Begin Records to process

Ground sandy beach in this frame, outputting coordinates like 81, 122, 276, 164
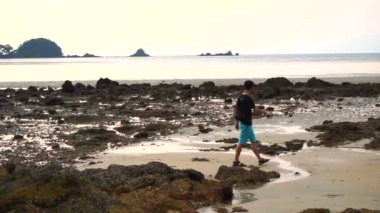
78, 125, 380, 213
0, 78, 380, 213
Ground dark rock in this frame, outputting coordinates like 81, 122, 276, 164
64, 128, 126, 148
0, 162, 232, 212
259, 143, 290, 156
13, 135, 24, 140
62, 81, 75, 93
74, 83, 87, 91
232, 206, 248, 212
215, 166, 280, 187
51, 143, 60, 150
96, 78, 119, 89
199, 81, 216, 89
131, 48, 149, 57
57, 118, 65, 124
307, 118, 380, 146
285, 139, 306, 152
134, 131, 149, 138
305, 77, 333, 88
264, 77, 293, 88
364, 137, 380, 150
216, 207, 229, 213
28, 86, 38, 92
191, 157, 210, 162
45, 97, 65, 106
48, 109, 57, 115
198, 125, 213, 133
4, 162, 16, 174
224, 98, 233, 104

End Records to process

Rewrite all of the records above, switching each "this frame" to "this image" and keeping everything else as it is. Leave the picture out of your answer.

# Task solution:
Ground sandy beach in this image, outputting coordinates like 81, 122, 276, 164
78, 125, 380, 213
0, 78, 380, 213
Ground dark rock in this image, outputting coordinates like 81, 122, 276, 164
64, 128, 126, 148
0, 162, 232, 212
259, 143, 290, 156
13, 135, 24, 140
62, 81, 75, 93
74, 83, 87, 91
232, 206, 248, 212
215, 166, 280, 187
51, 143, 60, 150
96, 78, 119, 89
199, 81, 216, 89
131, 48, 149, 57
57, 118, 65, 124
307, 118, 380, 146
285, 139, 306, 152
134, 131, 149, 138
305, 77, 333, 88
264, 77, 293, 88
364, 137, 380, 150
216, 207, 229, 213
28, 86, 38, 92
191, 157, 210, 162
45, 97, 65, 106
48, 109, 57, 115
198, 125, 213, 133
4, 162, 16, 174
224, 98, 233, 104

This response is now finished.